Copy all of the entries below word for word, leaving out the pictures.

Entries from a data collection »
--- BEGIN ---

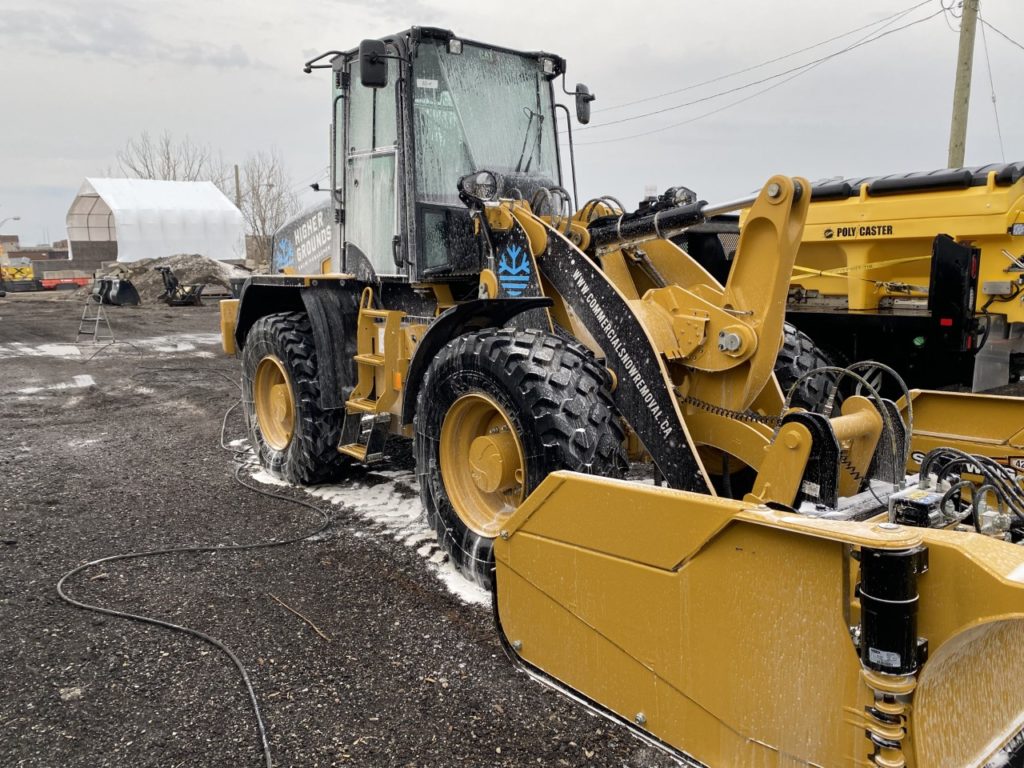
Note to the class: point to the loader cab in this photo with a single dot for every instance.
(445, 109)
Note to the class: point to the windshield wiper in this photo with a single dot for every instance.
(525, 140)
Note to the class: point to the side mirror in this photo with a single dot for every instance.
(584, 97)
(373, 64)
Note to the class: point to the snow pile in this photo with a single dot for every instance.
(187, 267)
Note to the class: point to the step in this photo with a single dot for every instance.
(353, 450)
(361, 406)
(371, 359)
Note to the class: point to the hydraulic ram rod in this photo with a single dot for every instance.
(607, 233)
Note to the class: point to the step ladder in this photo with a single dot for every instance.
(93, 326)
(380, 352)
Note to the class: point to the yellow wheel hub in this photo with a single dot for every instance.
(482, 464)
(273, 402)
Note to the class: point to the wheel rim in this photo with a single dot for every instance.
(482, 464)
(273, 402)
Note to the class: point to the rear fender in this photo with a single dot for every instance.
(332, 307)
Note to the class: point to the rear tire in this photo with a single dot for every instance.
(800, 355)
(310, 455)
(556, 401)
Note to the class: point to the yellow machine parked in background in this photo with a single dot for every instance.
(924, 271)
(784, 593)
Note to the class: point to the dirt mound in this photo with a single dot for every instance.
(187, 267)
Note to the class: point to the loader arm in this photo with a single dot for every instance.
(698, 340)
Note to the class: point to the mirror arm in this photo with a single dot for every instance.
(568, 123)
(311, 64)
(374, 59)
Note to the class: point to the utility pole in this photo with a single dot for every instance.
(962, 90)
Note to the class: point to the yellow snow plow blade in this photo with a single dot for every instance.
(730, 633)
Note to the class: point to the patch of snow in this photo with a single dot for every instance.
(266, 478)
(19, 349)
(158, 344)
(461, 588)
(77, 382)
(83, 442)
(394, 506)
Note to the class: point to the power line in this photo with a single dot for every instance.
(1003, 35)
(991, 87)
(765, 62)
(799, 70)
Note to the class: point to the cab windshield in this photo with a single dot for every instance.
(479, 110)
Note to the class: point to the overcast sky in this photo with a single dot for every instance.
(78, 79)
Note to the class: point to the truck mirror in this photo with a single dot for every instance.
(373, 64)
(584, 97)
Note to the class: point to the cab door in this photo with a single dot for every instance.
(370, 153)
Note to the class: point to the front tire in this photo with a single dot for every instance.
(292, 435)
(500, 410)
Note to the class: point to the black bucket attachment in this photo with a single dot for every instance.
(116, 291)
(178, 294)
(123, 293)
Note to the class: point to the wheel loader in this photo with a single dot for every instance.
(600, 439)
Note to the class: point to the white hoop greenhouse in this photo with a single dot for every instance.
(141, 219)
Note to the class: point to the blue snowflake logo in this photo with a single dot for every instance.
(514, 270)
(284, 254)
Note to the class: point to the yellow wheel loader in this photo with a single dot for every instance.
(836, 586)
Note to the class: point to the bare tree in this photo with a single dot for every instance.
(172, 160)
(267, 200)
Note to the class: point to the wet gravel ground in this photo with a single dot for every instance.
(109, 456)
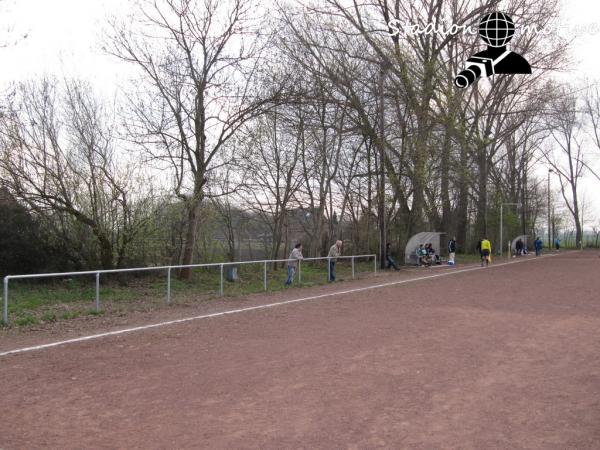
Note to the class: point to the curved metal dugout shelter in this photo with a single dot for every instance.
(527, 242)
(425, 237)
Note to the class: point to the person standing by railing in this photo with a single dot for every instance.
(295, 256)
(334, 252)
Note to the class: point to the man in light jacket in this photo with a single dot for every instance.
(334, 252)
(295, 256)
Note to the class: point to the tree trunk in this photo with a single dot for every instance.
(190, 239)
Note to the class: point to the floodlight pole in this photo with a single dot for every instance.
(549, 219)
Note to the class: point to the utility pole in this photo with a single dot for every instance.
(549, 220)
(501, 247)
(381, 141)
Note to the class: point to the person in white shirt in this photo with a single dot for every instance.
(334, 252)
(295, 256)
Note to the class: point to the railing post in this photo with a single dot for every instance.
(265, 276)
(168, 286)
(97, 291)
(221, 289)
(5, 307)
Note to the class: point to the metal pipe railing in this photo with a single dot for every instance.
(221, 266)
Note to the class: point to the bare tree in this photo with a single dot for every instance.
(58, 156)
(199, 59)
(568, 160)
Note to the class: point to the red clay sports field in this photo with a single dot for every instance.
(500, 358)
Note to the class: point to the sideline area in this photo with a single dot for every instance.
(451, 271)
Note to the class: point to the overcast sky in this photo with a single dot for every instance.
(64, 38)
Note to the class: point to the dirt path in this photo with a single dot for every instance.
(488, 359)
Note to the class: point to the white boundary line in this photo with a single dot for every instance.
(254, 308)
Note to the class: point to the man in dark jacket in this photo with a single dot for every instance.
(538, 244)
(391, 262)
(451, 250)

--- END ---

Output below »
Note to the class: point to the loader cab in this photo with a single dot for every instance.
(445, 109)
Note to the class: point to the windshield wiper in this photo with a single dot for every instance.
(525, 140)
Note to the class: point to the side mirror in this photo with a single dot for every instance.
(584, 97)
(373, 64)
Note to the class: point to the snow pile in this photo with a single dot for every instance.
(187, 267)
Note to the class: point to the step in this photo with a single dot for every instance.
(353, 450)
(361, 406)
(371, 359)
Note to the class: point to the hydraulic ram rod in this photo with a single dot for every instance.
(607, 233)
Note to the class: point to the step ladder in this photo with a single dot for every instance.
(93, 326)
(380, 352)
Note to the class: point to the yellow wheel hub in this photo with a single dot for every instance.
(482, 464)
(273, 402)
Note to the class: point to the wheel rim in this photo with a single dot for every instance.
(482, 464)
(273, 402)
Note to the class: point to the rear fender in this photo with a single dot for every instance.
(332, 307)
Note to the class: point to the rear tire in this photo with a single dot for every instance.
(800, 355)
(310, 455)
(556, 401)
Note to the class: point to the yellow machine parked in background in this photo with a single dot for every instance.
(924, 271)
(784, 593)
Note to the class: point to the dirt mound in this photo with a single dot for every instance.
(187, 267)
Note to the class: point to the loader arm in this photo with a single dot for every instance.
(698, 340)
Note to the class: point to the mirror arm in this photo with a single dot for every instance.
(568, 123)
(311, 64)
(374, 59)
Note to the class: point to the utility pole in this photo with a single dot for every instance.
(962, 90)
Note to the class: point to the yellow snow plow blade in this photo with a single dot for every instance.
(730, 633)
Note to the class: point to the patch of snow in this photo with a single dot for every instance.
(266, 478)
(19, 349)
(158, 344)
(461, 588)
(77, 382)
(83, 442)
(394, 506)
Note to the class: point to the power line in this photo with a single dot for every instance.
(1003, 35)
(991, 87)
(765, 62)
(799, 70)
Note to the class: point to the cab windshield in this photo with a single dot for every instance.
(479, 110)
Note to the class: point to the overcast sky in this photo with a single dot for every instance.
(78, 79)
Note to the class: point to the truck mirror in this photo with a single dot for every instance.
(373, 64)
(584, 97)
Note to the class: point to the cab door in this photo with a single dot for every instance.
(370, 153)
Note to the class: point to the front tire in this photo with a single dot for every instance.
(292, 435)
(500, 410)
Note to the class: point to the black bucket attachment in this photo with a single dot for every instance.
(116, 291)
(178, 294)
(123, 293)
Note to the class: point to the wheel loader in this photo with a single dot for every instance.
(600, 439)
Note to the class: point to the white hoop greenhouse in this photo with a single dot for every instance.
(141, 219)
Note to the class: point to the blue snowflake logo in this photo with a single dot for every instance.
(514, 270)
(284, 254)
Note to the class: point to the yellow wheel loader in this photo with a single dot for every instance.
(836, 586)
Note to the class: point to the bare tree in this photo with a single dot for every instance.
(172, 160)
(267, 200)
Note to the class: point to the wet gravel ground in this photo with a single dot for every instance.
(109, 456)
Note to the class: point to the curved metal dugout shelter in this photo with a single dot for every instance.
(527, 242)
(425, 237)
Note to the class: point to the person standing by railing in this photo with a single dot for every instance.
(295, 256)
(334, 252)
Note to the class: point to the man in light jacket in this photo with a single dot for every instance.
(334, 252)
(295, 256)
Note to the class: point to the tree trunk in this photo with a single dot for every instance.
(190, 239)
Note to the class: point to the floodlight pole in this photo with a single dot for every instance.
(549, 219)
Note to the class: point to the utility pole in this photo with a single dot for every instance.
(549, 220)
(501, 247)
(381, 141)
Note to the class: point to the person in white shirt in this photo with a single dot for every instance.
(334, 252)
(295, 256)
Note to the class: point to the railing post in this photo with a single dot for every instance.
(265, 276)
(168, 286)
(97, 291)
(221, 289)
(5, 307)
Note to the class: point to the metal pipe railing in this photo with a single dot for every instance.
(221, 266)
Note to the class: point to the bare tree in this photo with a single dot for every instance.
(58, 156)
(199, 59)
(568, 160)
Note to the class: point to the red clay sports field in this photo with a single dot for every instance.
(500, 358)
Note to the class: point to the sideline area in this photo with a single dot for every instance.
(451, 271)
Note to the class: point to the overcast sky in this photo with a single dot for every instance.
(64, 38)
Note to the class: point to the dirt path in this photo with a single dot for every instance.
(488, 359)
Note to the class: point to the white boundary line in this photo with a single dot for every instance.
(254, 308)
Note to the class: point to the man in dark jacket in this photo with a single dot for every instance.
(538, 244)
(391, 262)
(451, 250)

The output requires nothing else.